• _Records supplied_:
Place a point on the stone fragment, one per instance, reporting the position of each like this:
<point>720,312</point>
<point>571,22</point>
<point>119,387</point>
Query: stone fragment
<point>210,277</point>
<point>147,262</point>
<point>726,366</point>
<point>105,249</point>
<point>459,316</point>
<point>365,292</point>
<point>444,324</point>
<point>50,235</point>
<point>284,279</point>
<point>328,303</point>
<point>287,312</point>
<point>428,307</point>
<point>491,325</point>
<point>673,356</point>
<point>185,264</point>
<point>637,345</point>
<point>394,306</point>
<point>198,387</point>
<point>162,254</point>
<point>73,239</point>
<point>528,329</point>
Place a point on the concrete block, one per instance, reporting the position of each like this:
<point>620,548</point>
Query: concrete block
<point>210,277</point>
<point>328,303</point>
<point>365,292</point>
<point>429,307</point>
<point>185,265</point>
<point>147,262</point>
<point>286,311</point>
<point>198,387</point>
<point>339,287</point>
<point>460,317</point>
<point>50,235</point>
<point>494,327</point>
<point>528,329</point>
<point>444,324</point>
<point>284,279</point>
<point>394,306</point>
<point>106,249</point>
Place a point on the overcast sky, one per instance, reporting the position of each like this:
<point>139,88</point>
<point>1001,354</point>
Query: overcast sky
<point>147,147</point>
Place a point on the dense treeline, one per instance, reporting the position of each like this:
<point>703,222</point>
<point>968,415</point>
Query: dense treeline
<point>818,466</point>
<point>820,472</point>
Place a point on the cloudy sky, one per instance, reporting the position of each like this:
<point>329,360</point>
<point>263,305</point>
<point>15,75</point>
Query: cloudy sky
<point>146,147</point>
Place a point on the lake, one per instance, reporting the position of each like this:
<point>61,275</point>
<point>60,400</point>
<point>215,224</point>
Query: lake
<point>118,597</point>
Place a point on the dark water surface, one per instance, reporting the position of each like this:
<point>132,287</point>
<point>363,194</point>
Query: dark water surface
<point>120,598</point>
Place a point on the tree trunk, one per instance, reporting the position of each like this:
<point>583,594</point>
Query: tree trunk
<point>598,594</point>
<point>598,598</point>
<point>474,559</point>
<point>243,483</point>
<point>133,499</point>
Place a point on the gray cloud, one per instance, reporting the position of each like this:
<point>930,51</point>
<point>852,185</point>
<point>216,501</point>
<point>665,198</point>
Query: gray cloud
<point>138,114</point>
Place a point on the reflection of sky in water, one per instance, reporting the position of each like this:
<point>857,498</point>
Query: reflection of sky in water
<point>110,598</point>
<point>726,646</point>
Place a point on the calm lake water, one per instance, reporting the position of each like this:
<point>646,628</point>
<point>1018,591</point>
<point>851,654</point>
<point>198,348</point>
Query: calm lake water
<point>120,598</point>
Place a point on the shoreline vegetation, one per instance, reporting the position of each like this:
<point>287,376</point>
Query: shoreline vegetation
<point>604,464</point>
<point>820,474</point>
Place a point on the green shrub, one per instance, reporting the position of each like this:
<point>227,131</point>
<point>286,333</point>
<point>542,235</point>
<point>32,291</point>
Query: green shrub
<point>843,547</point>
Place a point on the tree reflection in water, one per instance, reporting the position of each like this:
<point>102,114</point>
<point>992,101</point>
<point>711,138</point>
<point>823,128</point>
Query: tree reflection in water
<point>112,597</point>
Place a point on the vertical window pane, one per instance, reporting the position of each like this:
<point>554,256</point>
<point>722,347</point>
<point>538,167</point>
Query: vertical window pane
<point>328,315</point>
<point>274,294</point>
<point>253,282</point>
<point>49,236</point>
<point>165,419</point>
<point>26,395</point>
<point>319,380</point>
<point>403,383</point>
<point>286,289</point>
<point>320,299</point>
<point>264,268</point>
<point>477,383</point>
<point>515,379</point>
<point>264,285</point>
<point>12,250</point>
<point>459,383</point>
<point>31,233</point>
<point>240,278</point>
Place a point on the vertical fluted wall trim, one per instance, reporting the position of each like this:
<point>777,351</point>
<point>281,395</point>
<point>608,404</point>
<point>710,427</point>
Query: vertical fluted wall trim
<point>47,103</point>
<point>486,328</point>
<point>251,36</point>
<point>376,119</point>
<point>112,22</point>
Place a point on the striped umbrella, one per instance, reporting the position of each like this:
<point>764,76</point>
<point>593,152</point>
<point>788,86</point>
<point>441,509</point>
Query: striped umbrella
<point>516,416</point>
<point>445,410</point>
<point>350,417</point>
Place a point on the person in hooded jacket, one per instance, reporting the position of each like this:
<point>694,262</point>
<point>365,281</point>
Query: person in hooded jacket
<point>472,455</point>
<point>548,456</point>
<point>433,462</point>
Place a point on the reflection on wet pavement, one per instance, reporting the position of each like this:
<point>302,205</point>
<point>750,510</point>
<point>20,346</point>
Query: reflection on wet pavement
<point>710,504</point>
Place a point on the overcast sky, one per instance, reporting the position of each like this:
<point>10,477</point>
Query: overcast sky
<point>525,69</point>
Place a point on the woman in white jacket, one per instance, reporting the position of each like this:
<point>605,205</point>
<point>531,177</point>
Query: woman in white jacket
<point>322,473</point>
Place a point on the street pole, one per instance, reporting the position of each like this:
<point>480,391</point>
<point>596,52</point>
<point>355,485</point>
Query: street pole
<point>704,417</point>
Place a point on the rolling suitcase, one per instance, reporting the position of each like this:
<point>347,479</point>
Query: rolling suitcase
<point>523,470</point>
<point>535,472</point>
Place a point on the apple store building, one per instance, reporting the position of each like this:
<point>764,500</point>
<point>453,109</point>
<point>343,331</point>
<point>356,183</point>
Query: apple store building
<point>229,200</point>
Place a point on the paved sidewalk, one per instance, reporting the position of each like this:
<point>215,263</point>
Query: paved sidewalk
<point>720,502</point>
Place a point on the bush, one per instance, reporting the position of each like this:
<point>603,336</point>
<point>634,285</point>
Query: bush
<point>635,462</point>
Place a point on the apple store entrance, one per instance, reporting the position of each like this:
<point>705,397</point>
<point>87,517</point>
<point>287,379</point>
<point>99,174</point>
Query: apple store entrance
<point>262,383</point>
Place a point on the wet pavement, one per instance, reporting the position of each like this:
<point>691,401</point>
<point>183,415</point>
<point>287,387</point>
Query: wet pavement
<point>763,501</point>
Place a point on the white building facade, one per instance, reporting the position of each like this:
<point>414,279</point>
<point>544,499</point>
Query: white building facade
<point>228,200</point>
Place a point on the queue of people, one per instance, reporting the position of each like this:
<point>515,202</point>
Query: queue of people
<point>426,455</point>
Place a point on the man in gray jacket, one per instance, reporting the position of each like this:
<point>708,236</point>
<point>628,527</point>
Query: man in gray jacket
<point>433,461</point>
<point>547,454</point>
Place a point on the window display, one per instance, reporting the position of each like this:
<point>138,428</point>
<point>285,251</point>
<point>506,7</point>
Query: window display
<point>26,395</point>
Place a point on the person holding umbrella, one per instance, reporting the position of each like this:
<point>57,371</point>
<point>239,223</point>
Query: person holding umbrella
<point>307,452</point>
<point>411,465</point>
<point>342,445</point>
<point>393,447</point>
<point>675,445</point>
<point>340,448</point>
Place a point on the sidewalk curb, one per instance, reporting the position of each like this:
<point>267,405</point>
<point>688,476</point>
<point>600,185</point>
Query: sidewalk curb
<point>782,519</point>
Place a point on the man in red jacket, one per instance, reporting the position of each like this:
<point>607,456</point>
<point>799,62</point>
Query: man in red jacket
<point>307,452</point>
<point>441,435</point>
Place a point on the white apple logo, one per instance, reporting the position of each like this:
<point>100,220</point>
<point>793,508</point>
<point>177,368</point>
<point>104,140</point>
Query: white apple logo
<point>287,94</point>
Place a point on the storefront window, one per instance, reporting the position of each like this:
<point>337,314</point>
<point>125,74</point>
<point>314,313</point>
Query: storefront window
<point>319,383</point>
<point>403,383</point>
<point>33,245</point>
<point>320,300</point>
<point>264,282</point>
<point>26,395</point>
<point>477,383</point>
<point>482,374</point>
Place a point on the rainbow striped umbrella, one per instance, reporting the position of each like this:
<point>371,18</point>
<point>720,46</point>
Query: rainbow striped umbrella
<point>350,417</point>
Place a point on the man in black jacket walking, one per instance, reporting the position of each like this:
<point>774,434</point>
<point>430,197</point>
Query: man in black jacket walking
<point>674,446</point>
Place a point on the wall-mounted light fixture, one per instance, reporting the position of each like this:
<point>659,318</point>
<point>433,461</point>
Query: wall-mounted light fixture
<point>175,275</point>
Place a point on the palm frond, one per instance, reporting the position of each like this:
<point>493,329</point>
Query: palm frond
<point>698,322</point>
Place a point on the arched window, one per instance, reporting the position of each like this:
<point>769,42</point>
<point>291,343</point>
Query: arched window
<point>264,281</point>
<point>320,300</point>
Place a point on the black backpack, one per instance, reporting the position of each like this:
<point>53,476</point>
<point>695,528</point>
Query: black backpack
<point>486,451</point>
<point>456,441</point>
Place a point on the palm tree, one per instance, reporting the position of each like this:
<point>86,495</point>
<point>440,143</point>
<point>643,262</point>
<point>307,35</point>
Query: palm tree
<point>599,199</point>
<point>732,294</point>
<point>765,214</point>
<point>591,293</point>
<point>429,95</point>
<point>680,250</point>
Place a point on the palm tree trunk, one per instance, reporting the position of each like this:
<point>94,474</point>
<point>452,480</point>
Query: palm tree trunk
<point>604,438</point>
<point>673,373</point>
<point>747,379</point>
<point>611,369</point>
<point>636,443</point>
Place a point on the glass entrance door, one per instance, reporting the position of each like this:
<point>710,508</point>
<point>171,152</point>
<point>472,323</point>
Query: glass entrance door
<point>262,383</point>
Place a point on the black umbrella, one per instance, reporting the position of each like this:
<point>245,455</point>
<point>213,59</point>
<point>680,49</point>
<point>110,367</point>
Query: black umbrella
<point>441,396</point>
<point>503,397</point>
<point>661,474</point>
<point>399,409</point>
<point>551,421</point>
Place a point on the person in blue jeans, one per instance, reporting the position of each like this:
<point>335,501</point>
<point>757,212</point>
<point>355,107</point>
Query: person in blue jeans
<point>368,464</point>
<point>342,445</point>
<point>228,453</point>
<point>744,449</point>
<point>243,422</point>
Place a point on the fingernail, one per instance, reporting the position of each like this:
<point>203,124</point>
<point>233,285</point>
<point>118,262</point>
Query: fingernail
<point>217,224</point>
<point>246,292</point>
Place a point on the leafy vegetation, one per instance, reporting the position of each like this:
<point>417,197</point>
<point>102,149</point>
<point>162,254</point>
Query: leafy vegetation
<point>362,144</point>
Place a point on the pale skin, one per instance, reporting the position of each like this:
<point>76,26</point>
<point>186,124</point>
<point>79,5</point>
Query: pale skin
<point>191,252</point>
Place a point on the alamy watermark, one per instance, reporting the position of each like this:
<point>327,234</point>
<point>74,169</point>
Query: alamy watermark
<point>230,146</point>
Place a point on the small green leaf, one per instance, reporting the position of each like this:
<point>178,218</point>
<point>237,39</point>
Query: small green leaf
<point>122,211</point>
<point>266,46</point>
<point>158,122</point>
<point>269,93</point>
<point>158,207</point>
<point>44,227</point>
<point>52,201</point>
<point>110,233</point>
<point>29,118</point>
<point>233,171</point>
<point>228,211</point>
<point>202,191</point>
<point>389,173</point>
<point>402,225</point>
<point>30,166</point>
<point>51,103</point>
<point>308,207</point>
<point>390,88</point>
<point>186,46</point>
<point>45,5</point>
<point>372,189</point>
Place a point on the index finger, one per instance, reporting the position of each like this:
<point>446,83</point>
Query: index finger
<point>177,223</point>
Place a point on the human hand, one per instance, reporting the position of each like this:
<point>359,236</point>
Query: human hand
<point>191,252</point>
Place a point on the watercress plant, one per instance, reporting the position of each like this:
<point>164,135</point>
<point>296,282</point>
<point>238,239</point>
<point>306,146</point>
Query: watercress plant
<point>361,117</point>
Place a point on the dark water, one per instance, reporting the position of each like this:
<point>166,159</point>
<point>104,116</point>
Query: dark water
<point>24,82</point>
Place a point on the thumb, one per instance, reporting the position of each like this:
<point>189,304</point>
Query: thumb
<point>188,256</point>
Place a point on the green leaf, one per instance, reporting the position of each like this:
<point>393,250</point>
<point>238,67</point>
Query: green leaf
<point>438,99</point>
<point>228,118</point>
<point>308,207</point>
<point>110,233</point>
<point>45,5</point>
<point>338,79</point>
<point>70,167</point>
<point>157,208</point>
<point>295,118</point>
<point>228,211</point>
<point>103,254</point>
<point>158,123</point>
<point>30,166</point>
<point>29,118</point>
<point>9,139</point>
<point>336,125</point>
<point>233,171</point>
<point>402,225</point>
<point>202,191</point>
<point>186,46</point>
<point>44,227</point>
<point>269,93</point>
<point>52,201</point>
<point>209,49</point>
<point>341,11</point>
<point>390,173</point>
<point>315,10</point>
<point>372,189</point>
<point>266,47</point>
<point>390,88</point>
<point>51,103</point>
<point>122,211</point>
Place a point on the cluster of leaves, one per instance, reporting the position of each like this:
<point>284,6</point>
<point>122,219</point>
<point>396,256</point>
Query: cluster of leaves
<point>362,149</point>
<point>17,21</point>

• _Problem to work on_:
Set down only the lines above that fall between the line holding "Place a point on the pale" and the line holding "<point>237,39</point>", inclusive, keeping each exact.

• _Response to the task_:
Place a point on the pale skin, one per instance, reporting the position of each like this:
<point>76,26</point>
<point>186,124</point>
<point>79,5</point>
Query: pale skin
<point>191,252</point>
Place a point on the alamy watermark, one per instance, reporting the position of each like this:
<point>327,234</point>
<point>74,169</point>
Query: alamy watermark
<point>230,146</point>
Place a point on the small green leaf, one per instance, reporting the position of each like this:
<point>178,218</point>
<point>237,39</point>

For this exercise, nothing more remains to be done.